By Alexandra Bruell
When companies get in trouble over their advertisements, it
usually happens quickly. In the case of Sherwin-Williams Co., it
took more than a century.
The paint maker is fighting a California court ruling that
ordered it and two other companies to collectively pay hundreds of
millions of dollars in damages for promoting lead paint over
several decades, when they allegedly knew or should have known it
was hazardous. The litigation has highlighted Sherwin-Williams ads
dating back to 1904.
Sherwin-Williams and its co-defendants in July petitioned the
U.S. Supreme Court to take up the case, arguing that they were
unaware of the health risks of lead before it became accepted
science and are being improperly punished for truthful advertising
about a product that was legal at the time. The federal government
banned the use of lead paint in homes in 1978.
Companies already put their advertisements through a range of
stress tests to ensure legal and regulatory compliance, adding
careful wording and disclosures. But some advertising executives
say the Sherwin-Williams ruling, if upheld, would raise the stakes,
forcing marketers to consider whether advertising a product may
open them to liability many years down the road.
That, in turn, could lead creative teams on Madison Avenue --
which wasn't implicated in the lead-paint litigation -- to exercise
even more caution when dreaming up ads and bulk up on
disclaimers.
"You can't demand companies to have clairvoyance," said Dan
Jaffe, executive vice president of government relations for the
Association of National Advertisers, a trade group of marketers
that filed a brief in support of Sherwin-Williams. "It's the
precedent we're concerned about. We believe that what they're doing
in regard to Sherwin-Williams certainly would apply to many other
categories."

════════

→ Stated goal 1
Summarize the article about Sherwin-Williams and its lead paint ads in two sentences.
→ Stated goal 2
Extend the article on the Sherwin-Williams lead paint ruling beyond its last paragraph.
The material that comes next is taken from a separate source.

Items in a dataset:
════════

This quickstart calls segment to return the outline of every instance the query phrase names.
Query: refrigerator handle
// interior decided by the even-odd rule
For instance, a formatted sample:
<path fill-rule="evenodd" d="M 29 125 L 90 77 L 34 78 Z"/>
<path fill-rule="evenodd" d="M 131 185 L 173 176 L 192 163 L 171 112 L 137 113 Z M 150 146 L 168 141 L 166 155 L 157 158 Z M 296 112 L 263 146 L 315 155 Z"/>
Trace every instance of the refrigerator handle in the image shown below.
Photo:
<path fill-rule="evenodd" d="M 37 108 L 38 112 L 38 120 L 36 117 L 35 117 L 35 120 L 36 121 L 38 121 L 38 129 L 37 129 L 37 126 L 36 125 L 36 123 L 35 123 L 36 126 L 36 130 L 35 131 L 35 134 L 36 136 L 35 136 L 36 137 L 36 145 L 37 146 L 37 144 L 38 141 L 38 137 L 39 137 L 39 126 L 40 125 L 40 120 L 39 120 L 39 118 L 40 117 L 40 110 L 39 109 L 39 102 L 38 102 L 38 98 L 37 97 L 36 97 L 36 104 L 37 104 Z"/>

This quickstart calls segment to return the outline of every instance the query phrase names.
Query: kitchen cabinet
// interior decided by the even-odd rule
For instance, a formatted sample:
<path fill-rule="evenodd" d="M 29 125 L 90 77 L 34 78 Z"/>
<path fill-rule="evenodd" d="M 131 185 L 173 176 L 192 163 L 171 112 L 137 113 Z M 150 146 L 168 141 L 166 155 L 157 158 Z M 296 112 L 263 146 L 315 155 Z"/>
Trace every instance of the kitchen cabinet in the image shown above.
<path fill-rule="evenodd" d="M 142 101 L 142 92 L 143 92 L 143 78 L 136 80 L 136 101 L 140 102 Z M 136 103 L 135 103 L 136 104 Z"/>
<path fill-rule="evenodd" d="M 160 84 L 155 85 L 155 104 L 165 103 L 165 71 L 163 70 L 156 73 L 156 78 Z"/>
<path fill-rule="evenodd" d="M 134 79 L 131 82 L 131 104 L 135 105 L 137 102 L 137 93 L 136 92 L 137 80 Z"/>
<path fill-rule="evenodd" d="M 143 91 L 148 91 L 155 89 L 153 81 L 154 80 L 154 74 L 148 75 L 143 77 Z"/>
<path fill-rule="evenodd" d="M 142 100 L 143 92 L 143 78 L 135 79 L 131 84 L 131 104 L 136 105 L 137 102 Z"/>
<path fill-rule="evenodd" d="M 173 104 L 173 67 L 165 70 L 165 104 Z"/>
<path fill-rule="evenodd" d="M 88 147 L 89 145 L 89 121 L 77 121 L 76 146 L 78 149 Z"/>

════════

→ Result 1
A California court ordered Sherwin-Williams and two other companies to pay hundreds of millions of dollars for promoting lead paint over several decades. The companies have petitioned the U.S. Supreme Court, arguing they were unaware of lead's health risks and are being punished for truthful ads about a then-legal product, while some advertising executives warn that the ruling, if upheld, could push marketers toward more caution and more disclaimers.

→ Result 2
The ruling could potentially affect advertising of a range of
products that are subject to frequent studies about their health
effects, including everyday food items and consumer products, some
ad executives said. "We're constantly learning things about
products we didn't think were of any concern," said Mr. Jaffe.
Harris Diamond, chief executive of McCann Worldgroup, a network
of creative agencies owned by ad giant Interpublic Group of Cos.,
said while companies are always mindful of potential liability from
ads, "I do think this is a reach that's further and more than we've
seen in the past."
In some ways, the fight echoes the legal battle over tobacco
marketing in the 1990s. In that case, government officials said
there was clear evidence tobacco companies knew of the health risks
of cigarettes and deceived the public. A massive settlement between
state attorneys general and the tobacco firms resulted in
significant restrictions on advertising and huge payments to states
by the firms.
The health effects of lead are now well known. Exposure to it
can affect physical and mental development in a variety of ways,
especially in children, from behavioral and learning problems to
slowed growth, according to the U.S. Environmental Protection
Agency.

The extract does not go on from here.